Extract each row below and reproduce all of them verbatim, in their original order.

**Data shown**
::::::::::

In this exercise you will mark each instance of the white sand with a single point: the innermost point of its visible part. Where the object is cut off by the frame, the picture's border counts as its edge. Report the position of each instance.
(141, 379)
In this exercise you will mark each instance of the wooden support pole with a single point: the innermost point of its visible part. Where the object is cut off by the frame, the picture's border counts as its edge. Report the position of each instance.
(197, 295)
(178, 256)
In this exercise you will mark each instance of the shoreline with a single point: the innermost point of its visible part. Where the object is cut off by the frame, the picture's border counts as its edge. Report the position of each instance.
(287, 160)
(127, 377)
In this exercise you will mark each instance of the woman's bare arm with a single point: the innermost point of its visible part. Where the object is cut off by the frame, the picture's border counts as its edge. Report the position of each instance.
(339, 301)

::::::::::

**Problem solution**
In this exercise you will mark each instance of the white sand with a single point: the innermost point of its visible part. Where the object is cut off by the frame, the picture's border counts as its edge. Report the position of each instance.
(141, 379)
In this exercise you will mark each instance of the wooden support pole with a single point: the innermost point of its visible part. Where the object is cut off by the frame, the picture's border counts as its edge. Report the position of each instance.
(197, 295)
(178, 256)
In this exercise you will mark each instance of the shoreline with a single point: the innermost point of its visible part. Where the object is cut off by the frame, the picture's border counts as its edge. Report the position of each instance.
(287, 160)
(127, 377)
In this exercise you will mark each instance of the woman's bare arm with a single point: the innermost point of its visible part. Where the object is cut off by the frame, the picture's border counts as its edge. Report the position of each instance.
(339, 301)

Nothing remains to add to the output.